**WHAT IS REQUIRED**. Where the records appear below, transcribe them exactly, leaving none out.

**MATERIAL FOR THIS TASK**.

═══

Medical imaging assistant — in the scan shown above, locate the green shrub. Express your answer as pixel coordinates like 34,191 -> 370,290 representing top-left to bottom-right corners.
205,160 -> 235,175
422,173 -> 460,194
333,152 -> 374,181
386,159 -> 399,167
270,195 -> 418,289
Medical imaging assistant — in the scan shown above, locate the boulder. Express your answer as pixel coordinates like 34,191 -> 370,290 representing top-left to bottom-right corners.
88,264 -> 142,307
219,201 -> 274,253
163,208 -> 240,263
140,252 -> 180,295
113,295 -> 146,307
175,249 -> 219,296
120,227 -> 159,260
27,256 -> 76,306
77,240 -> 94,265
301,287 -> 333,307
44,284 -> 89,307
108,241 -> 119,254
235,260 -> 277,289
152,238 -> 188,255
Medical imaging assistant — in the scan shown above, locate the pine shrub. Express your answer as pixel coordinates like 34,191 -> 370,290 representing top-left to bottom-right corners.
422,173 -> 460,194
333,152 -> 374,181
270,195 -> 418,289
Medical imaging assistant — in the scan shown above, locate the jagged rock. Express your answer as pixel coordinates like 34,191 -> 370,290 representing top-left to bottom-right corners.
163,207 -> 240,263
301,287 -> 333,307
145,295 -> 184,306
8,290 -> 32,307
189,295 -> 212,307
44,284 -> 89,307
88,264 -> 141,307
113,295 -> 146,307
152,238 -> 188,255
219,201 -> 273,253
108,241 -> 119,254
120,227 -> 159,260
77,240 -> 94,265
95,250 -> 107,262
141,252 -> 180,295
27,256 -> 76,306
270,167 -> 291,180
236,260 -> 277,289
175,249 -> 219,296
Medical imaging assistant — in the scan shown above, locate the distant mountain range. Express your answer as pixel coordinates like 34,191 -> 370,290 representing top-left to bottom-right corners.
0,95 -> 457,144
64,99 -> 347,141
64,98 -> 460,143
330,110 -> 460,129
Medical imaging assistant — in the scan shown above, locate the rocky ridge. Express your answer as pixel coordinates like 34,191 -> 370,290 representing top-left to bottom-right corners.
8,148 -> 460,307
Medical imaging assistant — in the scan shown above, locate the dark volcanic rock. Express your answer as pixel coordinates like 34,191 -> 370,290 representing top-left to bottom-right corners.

═══

**RESPONSE TO THE EXERCISE**.
Medical imaging assistant — in the scan shown above, locate the green shrub. Express your answer as pixel coordinates like 34,191 -> 370,290 representing top-left to bottom-right corners.
205,160 -> 235,175
422,173 -> 460,194
333,152 -> 374,181
386,159 -> 399,167
270,195 -> 418,289
Medical imaging assistant — in the scan shown above, locate the boulder. Express your answer as pixel coordinates like 34,191 -> 370,290 representing top-left to bottom-right corners.
88,264 -> 142,307
219,201 -> 274,253
163,208 -> 240,263
140,252 -> 180,295
113,295 -> 146,307
175,249 -> 219,296
120,227 -> 159,260
27,256 -> 76,306
77,240 -> 94,265
301,287 -> 333,307
44,284 -> 89,307
108,241 -> 119,254
235,260 -> 277,289
152,238 -> 188,255
Medical imaging assistant — in the scan shown above, locate the pine shrub. Express your answer as pixel coordinates like 34,191 -> 370,290 representing top-left to bottom-right corners.
422,173 -> 460,194
333,152 -> 374,181
270,195 -> 418,289
Medical imaging assistant — in the scan shown above, locate the jagged rock. Express your answer as pixel coordinates like 34,191 -> 370,290 representing top-left to bottom-right corners.
163,207 -> 240,263
301,287 -> 333,307
145,295 -> 184,306
8,290 -> 32,307
189,295 -> 212,307
44,284 -> 89,307
88,264 -> 141,307
113,295 -> 146,307
152,238 -> 188,255
219,201 -> 273,253
108,241 -> 119,254
120,227 -> 159,260
77,240 -> 94,265
95,250 -> 107,262
141,252 -> 180,295
27,256 -> 76,306
270,167 -> 291,180
236,260 -> 277,289
175,249 -> 219,296
Medical imaging assistant — in the scan shown above, locate the distant mountain range. Express your answer as pixel coordinates like 34,191 -> 370,290 representing top-left to bottom-right corners.
0,95 -> 457,144
64,99 -> 347,141
64,98 -> 460,143
330,110 -> 460,129
Medical imaging assistant — in the scan shown above, locate the rocky ridge. Express your answer as pixel coordinates like 34,191 -> 370,290 representing top-left to bottom-right corners.
8,148 -> 460,307
Medical imaging assistant — in the scan shown above, locate the dark volcanic rock. Express your answer as pixel coordinates like 34,191 -> 370,290 representing top-left to bottom-right corners.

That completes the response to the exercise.